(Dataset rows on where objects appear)
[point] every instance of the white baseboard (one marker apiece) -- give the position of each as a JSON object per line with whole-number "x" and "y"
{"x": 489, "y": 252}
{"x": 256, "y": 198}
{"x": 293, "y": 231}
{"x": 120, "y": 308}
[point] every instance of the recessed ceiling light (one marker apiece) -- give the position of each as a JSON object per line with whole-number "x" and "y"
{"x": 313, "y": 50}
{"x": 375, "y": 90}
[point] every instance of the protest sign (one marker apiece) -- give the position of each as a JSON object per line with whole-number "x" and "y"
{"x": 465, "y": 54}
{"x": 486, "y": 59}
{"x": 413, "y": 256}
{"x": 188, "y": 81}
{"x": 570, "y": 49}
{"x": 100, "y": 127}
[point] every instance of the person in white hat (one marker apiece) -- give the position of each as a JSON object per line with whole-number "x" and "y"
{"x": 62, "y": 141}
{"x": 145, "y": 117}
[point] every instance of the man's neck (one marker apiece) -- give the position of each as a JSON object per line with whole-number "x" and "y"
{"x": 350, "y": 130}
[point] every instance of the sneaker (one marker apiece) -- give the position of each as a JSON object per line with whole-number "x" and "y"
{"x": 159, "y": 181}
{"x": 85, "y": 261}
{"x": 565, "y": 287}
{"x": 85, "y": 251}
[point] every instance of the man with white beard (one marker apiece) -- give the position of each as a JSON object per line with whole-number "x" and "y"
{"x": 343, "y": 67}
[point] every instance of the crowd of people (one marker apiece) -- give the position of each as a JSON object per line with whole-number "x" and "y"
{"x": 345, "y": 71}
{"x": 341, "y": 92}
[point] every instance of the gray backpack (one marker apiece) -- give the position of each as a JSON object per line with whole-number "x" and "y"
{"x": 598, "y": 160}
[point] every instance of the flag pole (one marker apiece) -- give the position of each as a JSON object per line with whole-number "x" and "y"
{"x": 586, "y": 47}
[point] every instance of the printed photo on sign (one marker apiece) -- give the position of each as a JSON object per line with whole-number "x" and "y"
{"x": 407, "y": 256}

• Stated task
Extract every one of the rows above verbatim and keep each character unchanged.

• Written reply
[point] every instance of the white baseboard (one marker apiece) -- give the position of each as a JSON object per line with whole-number "x" and "y"
{"x": 489, "y": 252}
{"x": 256, "y": 198}
{"x": 293, "y": 231}
{"x": 120, "y": 308}
[point] every instance of the recessed ceiling light (one marker apiece) -- give the position of each as a JSON object per line with whole-number "x" and "y"
{"x": 313, "y": 50}
{"x": 375, "y": 90}
[point] every instance of the protest sign (one marker apiece) -- give the position of each as a JSON object per line with whole-number "x" and "y"
{"x": 465, "y": 54}
{"x": 486, "y": 59}
{"x": 413, "y": 256}
{"x": 188, "y": 81}
{"x": 570, "y": 49}
{"x": 100, "y": 127}
[point] every instance of the person in white hat (one marker apiece) -- give the position of each as a JSON object per line with whole-number "x" and "y"
{"x": 62, "y": 141}
{"x": 145, "y": 117}
[point] every instance of the man's neck (one marker apiece) -- give the position of each as a JSON object per line with whole-number "x" and "y"
{"x": 350, "y": 130}
[point] every instance of the sneaker (one marker apiece) -- give the position of each as a JSON object per line with whole-number "x" and "y"
{"x": 159, "y": 181}
{"x": 85, "y": 261}
{"x": 565, "y": 287}
{"x": 85, "y": 251}
[point] every instance of the man with white beard (one marker apiece) -- give the position of each as a JSON object per line with whole-number "x" and "y"
{"x": 343, "y": 67}
[point] every instance of the crowd of people (one marker apiece) -- give the position of each as a JSON object per line with whole-number "x" and "y"
{"x": 345, "y": 71}
{"x": 341, "y": 92}
[point] every instance of the gray backpack (one marker apiece) -- give the position of each as a JSON object per line with whole-number "x" and "y"
{"x": 598, "y": 160}
[point] every instance of the flag pole (one marker apiece) -- give the position of each as a JSON object per line with whole-number "x" and "y"
{"x": 586, "y": 47}
[point] every instance of the printed photo on sign (one marker apiece) -- give the position of each as a JSON object per line with whole-number "x" and "y"
{"x": 407, "y": 256}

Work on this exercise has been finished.